Work to do:
Reproduce all of the entries below verbatim, leaving out the pictures.

Exercise input:
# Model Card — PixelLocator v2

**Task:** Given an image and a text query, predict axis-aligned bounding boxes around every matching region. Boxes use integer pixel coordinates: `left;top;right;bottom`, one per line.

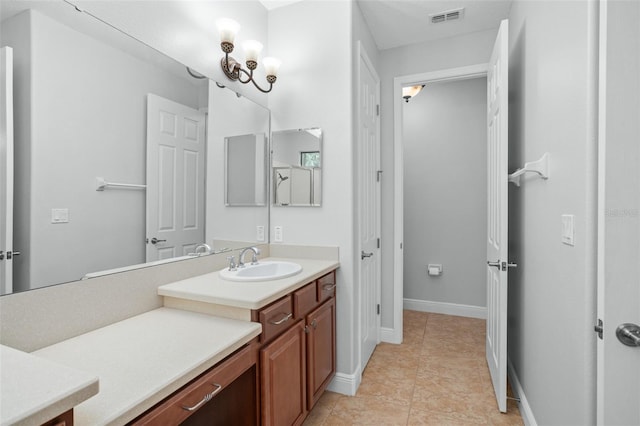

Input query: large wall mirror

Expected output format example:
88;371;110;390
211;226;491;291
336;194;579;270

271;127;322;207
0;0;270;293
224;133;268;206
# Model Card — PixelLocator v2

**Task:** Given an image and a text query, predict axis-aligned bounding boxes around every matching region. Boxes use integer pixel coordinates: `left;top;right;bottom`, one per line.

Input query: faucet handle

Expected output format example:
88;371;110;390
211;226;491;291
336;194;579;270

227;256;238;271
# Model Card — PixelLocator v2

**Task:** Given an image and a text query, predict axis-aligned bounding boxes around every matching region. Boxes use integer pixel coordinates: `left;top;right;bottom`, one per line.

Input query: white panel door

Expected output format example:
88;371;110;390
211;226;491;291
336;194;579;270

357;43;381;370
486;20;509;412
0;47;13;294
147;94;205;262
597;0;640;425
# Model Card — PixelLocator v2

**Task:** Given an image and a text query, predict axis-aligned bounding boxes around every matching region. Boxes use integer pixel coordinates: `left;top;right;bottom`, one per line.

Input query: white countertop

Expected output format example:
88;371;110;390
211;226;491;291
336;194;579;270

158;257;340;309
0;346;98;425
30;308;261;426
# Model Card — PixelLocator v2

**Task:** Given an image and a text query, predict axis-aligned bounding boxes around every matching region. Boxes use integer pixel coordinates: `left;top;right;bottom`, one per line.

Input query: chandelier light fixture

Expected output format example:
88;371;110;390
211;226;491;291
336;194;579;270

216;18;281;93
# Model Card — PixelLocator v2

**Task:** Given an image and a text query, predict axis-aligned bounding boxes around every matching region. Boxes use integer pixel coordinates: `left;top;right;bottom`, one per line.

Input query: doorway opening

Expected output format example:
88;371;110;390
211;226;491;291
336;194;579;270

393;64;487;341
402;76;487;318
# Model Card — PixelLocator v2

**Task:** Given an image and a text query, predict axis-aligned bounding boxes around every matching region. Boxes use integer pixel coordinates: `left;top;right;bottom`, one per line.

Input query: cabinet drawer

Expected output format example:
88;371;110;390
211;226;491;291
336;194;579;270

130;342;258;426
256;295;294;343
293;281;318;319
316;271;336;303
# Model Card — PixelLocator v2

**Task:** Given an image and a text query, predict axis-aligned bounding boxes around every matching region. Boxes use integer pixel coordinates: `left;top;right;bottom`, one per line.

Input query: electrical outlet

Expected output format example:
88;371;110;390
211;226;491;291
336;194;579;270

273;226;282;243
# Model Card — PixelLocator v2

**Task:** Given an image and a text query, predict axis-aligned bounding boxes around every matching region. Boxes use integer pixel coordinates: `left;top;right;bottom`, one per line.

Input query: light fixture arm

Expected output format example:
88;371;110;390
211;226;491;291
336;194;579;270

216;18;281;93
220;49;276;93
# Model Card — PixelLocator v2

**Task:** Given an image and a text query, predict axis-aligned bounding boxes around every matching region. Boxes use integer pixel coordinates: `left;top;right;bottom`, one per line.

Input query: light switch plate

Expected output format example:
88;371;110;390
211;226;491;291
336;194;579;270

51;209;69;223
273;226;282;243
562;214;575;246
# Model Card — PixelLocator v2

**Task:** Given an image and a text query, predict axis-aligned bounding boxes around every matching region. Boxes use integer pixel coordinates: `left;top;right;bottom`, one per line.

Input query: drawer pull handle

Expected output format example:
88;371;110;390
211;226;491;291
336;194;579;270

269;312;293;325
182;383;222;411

Task solution:
# Model Card — PixelLocator v2

**Task:** Given an image and a text query, predict axis-aligned bounding boxes around every matching region. Boxes use integer pixel coordinates: `left;top;right;bottom`, one per line.


Input query: large wall mirror

Expected output format example:
88;371;110;390
211;226;491;291
336;194;579;270

271;127;322;207
0;0;270;293
224;133;268;206
# Model Card — PixelLocator v2

**Task:** Given an image and a text query, predict axis-aligned bounding boxes around every matching region. Boxes use integer pixel coordinates: `left;top;right;bottom`, one per line.

Input query: faucet handle

Expected output format example:
88;371;110;390
211;226;491;291
336;194;579;270

227;256;238;271
# Model Card — PixelLocator v2

**Task:** Given an image and a text query, predict axis-aligned bounding boxes around every matching region. Boxes use integer pixel coordinates: `left;top;right;bottom`, one per line.

Input query: white panel door

Expected output format example:
88;371;110;390
211;226;491;291
336;194;579;270

357;43;381;370
486;20;509;412
0;47;13;294
147;94;205;262
597;0;640;425
# Model Card — PixelLocator v2

**Task:** Given an image and a text query, predict axis-aligned bounding boxes around every matching region. Boxes use integer pixel coordinates: `left;top;right;bottom`, one per line.

Input query: white countertop

Expected output format example:
88;371;110;390
211;226;491;291
336;194;579;270

158;257;340;309
0;346;98;425
30;308;261;426
# Model Card — PixelLocator v2

**Task:** Given an image and a text query, predict axis-aligned bounding boxes around every matching region. Boxes use integer pixel coordinates: `left;top;right;bottom`, one per line.

Input query: chandelier light fixture

Expected output format example:
88;371;110;390
211;226;491;291
336;194;579;270

216;18;281;93
# Model Card — PixelLocator v2

**Task:** Given an image and a text query, predict axis-aligned bounding boxes around every matching region. Boxes use integer pixel coordinates: `left;top;right;bottom`, one per line.

Input query: doorway opening

Expected output format example:
88;371;110;390
211;226;491;291
336;194;579;270

393;64;487;341
402;76;487;318
# Model Card — PixelLocator v2

**Task:** Given an image and a text query, predict axis-aligned bounding boxes around every matching region. Boxes use integer pixel coordinates: `left;top;right;bottom`, one per line.

Input query: cabinet drawer

Expected output format example:
88;371;110;390
211;226;491;291
336;194;579;270

130;342;258;426
256;295;294;343
293;281;318;319
316;271;336;303
# Model Card — PixelLocator v2

**Task:** Given an image and a text query, predict axis-aligned bounding boxes around every matching region. Boxes use integer pixel coordinates: `left;top;right;bottom`, one per line.

Input query: electrical outlet

Expected output format example:
88;371;110;390
211;226;491;291
336;194;579;270

273;226;282;243
# Model Card — PixelLocator v2

**Task:** Given an image and a text query, predict axis-aligned bounding boxes around every matching region. Boxes use integer pixel coordinates: `left;top;right;bottom`, one per line.

Input query: light fixture arm

Expected output format example:
88;371;110;390
211;226;491;291
336;194;579;270

216;18;281;93
220;49;276;93
# Model Card — PixelLocator v2

**Task:** Given an image and a text query, predict axis-aligned bounding boxes around every matching region. Boxes use integer pixel coordinates: `left;top;right;bottom`, one per line.

Input query: light switch plate

Expected output format example:
88;371;110;390
211;226;491;291
336;194;579;270

51;209;69;223
273;226;282;243
562;214;575;246
# Model Card — PixelLocator v2

**Task:** Given an image and a text query, predict axis-aligned bounding boxes around every matching region. Boxes use integer pixel coordinates: `left;top;right;bottom`, one per line.

Input query: drawer pull handle

Expected output format example:
88;371;110;390
211;226;491;291
336;194;579;270

269;312;293;325
182;383;222;411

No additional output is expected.